Geschichten von der Strasse

Überschrift??? Echt mal!

[Dieser Blogeintrag wird Satz für Satz von den bisher anwesenden 8 Trampern erstellt].

 

Wir sitzen seit um zwei im Café und warten jetzt noch auf neun Teams, die am Verrecken auf den kroatischen Landstraßen sind. Stellen uns bereits seelisch auf den zusätzlichen Ruhetag ein, den dann wohl nur drei Teams haben-. [Kollektive dreckige Lache vor dem Treffpunkt in Herceg Novi]. Pizzen sind hier ebenso lecker [Wie war das mit dem Satz abwechselnd??] Dreier-Teams stellen das bisherige Ranking auf den Kopf. Grüße an K2Slow: wollt ihr euch noch oben sehn, müsst ihr die Tabelle drehen. [Ey Leute, mich stechen hier die Biester!] [Willst du was schreiben? – Nö, wunschlos glücklich!]. [Ihr habt doch Flöhe und die Krätze und sowieso!] [Es wird über Bettwanzen und Flöhe diskutiert].

▸ **Material**:
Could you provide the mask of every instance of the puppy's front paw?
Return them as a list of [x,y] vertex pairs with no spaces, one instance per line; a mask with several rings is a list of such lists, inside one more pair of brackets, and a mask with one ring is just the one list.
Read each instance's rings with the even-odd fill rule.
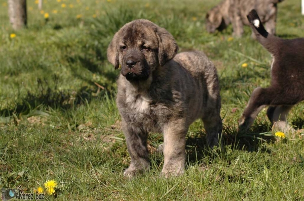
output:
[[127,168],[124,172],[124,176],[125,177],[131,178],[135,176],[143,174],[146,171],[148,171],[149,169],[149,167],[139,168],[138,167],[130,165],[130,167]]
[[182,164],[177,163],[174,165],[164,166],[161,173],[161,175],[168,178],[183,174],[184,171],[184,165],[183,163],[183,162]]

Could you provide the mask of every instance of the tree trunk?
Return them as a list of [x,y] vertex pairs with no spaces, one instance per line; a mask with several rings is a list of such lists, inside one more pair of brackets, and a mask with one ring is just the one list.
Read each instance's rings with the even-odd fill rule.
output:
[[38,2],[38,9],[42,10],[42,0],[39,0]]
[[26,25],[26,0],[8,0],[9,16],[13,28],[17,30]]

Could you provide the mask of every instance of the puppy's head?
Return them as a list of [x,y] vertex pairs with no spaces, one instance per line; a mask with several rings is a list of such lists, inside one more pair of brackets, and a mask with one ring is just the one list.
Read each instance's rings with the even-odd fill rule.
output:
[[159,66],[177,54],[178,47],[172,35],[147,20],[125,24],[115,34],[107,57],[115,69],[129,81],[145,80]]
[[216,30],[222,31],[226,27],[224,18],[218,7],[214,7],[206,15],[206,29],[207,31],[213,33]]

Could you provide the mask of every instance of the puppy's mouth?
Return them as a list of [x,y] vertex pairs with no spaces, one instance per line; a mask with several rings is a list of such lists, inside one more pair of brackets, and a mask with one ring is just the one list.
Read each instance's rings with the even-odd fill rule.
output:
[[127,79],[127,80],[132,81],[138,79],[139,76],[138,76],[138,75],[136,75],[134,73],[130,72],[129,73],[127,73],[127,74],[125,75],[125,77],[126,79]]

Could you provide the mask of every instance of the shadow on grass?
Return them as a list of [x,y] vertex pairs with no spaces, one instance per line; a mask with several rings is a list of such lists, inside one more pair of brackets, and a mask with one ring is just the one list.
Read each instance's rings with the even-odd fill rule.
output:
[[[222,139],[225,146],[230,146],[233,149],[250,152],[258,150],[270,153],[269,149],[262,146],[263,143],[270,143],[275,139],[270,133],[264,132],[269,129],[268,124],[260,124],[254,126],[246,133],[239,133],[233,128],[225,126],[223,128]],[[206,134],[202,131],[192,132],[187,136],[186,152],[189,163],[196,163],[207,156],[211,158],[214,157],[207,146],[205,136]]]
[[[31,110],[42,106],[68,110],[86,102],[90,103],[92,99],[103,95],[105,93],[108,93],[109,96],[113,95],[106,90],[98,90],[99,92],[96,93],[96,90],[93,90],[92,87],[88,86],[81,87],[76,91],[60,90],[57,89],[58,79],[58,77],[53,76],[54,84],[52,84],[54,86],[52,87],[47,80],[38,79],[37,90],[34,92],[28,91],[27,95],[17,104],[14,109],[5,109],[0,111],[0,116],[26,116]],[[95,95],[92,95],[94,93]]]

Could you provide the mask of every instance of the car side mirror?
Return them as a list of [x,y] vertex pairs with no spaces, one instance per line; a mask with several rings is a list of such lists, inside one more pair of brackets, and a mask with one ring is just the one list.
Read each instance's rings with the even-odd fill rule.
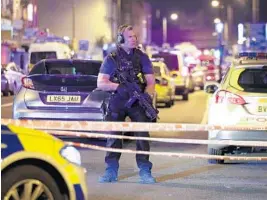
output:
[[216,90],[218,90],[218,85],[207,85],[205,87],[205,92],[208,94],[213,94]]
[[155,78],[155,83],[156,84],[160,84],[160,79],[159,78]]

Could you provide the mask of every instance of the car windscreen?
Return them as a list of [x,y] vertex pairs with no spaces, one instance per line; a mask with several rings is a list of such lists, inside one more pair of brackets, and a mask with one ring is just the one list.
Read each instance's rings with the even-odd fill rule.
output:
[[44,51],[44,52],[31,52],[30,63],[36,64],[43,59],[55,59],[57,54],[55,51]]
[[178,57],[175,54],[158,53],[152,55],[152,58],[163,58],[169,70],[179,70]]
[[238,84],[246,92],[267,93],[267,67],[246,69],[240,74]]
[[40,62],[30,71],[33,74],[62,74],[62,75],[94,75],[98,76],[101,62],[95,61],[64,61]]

* * *

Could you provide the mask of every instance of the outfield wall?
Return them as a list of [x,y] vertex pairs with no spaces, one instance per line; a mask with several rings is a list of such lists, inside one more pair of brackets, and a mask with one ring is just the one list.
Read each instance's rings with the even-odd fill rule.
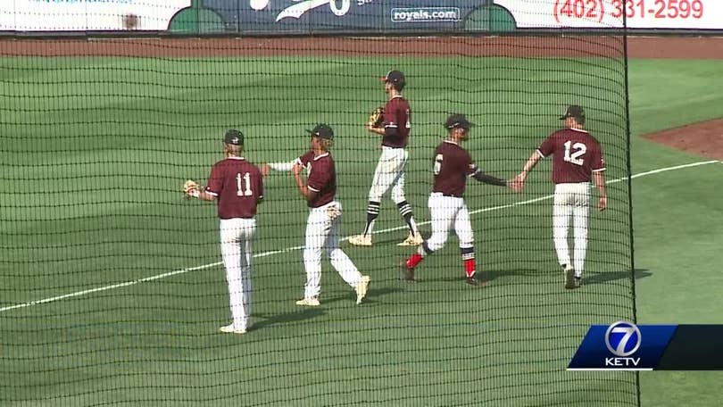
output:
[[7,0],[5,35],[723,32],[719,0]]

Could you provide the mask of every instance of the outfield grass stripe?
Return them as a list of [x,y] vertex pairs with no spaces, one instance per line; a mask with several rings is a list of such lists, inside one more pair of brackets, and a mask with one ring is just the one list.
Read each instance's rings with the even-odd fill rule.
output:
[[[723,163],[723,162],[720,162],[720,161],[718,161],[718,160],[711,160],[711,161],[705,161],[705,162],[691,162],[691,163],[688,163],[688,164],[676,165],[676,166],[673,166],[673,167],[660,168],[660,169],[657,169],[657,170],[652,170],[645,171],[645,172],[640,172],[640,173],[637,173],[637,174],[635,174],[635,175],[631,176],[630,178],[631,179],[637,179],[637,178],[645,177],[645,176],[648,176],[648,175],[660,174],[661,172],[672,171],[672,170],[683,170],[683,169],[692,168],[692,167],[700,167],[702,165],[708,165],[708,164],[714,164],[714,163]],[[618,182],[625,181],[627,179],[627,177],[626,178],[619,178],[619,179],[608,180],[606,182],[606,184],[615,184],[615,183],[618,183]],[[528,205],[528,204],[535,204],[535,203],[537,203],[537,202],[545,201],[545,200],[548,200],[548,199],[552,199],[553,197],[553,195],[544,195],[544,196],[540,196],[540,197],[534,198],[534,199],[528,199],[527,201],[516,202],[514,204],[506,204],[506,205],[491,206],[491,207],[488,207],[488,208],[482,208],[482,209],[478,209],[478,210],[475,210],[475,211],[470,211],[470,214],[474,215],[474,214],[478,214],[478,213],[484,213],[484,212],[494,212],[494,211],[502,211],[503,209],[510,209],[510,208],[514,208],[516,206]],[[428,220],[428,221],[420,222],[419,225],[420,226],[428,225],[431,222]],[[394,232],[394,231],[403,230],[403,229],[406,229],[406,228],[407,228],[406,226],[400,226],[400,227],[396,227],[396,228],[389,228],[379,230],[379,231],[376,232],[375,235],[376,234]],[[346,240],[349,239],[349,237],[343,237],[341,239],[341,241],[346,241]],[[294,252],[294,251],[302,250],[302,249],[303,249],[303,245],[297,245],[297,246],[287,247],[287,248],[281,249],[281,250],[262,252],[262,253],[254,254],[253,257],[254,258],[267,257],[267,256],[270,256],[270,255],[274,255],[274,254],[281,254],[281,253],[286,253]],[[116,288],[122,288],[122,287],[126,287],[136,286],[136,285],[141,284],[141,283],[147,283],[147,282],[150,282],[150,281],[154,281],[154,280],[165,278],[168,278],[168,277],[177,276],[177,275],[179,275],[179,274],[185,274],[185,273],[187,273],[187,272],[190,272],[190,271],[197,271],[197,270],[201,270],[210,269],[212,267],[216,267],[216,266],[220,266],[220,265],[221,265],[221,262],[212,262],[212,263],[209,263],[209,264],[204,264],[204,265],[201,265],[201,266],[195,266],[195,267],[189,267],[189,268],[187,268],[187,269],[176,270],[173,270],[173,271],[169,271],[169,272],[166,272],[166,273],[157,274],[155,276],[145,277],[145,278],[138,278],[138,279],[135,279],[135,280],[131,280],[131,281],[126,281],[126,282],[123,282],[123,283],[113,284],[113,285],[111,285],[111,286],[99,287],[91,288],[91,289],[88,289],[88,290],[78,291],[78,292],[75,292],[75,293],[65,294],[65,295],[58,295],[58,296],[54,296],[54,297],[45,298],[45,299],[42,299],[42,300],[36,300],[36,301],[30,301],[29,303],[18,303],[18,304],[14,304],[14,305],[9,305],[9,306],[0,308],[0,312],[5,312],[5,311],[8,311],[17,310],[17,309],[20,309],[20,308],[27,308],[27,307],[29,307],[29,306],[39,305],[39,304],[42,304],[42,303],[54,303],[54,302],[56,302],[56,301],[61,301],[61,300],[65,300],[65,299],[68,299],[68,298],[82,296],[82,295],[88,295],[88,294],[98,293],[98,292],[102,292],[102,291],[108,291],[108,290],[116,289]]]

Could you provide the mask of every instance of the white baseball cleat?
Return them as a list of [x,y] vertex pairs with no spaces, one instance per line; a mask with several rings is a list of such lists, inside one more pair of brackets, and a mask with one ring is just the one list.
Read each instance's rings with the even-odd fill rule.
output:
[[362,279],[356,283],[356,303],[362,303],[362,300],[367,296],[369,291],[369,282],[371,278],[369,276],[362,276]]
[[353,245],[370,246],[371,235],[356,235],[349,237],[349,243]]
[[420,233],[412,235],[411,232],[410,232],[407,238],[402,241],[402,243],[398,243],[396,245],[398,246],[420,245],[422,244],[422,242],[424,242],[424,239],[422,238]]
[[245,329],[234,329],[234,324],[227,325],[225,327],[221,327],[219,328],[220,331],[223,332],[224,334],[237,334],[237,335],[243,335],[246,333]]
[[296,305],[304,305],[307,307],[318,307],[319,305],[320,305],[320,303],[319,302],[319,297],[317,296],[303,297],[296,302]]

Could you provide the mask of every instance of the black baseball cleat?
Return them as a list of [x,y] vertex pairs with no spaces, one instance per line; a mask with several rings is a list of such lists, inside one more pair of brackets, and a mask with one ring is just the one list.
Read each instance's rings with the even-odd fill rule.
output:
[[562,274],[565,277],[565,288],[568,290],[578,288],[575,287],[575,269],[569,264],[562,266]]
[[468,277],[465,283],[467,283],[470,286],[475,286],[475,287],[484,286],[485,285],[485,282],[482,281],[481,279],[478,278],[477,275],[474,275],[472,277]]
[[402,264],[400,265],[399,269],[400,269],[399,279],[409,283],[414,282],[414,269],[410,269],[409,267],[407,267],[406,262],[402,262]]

▸ **Erforderliche Schritte**:
[1] Beantworten Sie anhand des Textauszugs folgende Fragen:
(a) Wie viele Tramper erstellen den Blogeintrag?
(b) Auf wie viele Teams wird im Café noch gewartet?
(c) In welchem Ort befindet sich der Treffpunkt?
[2] Schreiben Sie aus dem Textauszug den Abschnitt zwischen „[Dieser Blogeintrag wird“ und „und Flöhe diskutiert].“, beide eingeschlossen, unverändert ab.

▸ **Ergebnisse**:
[1]
(a) 8
(b) Neun
(c) Herceg Novi

[2]
[Dieser Blogeintrag wird Satz für Satz von den bisher anwesenden 8 Trampern erstellt].

 

Wir sitzen seit um zwei im Café und warten jetzt noch auf neun Teams, die am Verrecken auf den kroatischen Landstraßen sind. Stellen uns bereits seelisch auf den zusätzlichen Ruhetag ein, den dann wohl nur drei Teams haben-. [Kollektive dreckige Lache vor dem Treffpunkt in Herceg Novi]. Pizzen sind hier ebenso lecker [Wie war das mit dem Satz abwechselnd??] Dreier-Teams stellen das bisherige Ranking auf den Kopf. Grüße an K2Slow: wollt ihr euch noch oben sehn, müsst ihr die Tabelle drehen. [Ey Leute, mich stechen hier die Biester!] [Willst du was schreiben? – Nö, wunschlos glücklich!]. [Ihr habt doch Flöhe und die Krätze und sowieso!] [Es wird über Bettwanzen und Flöhe diskutiert].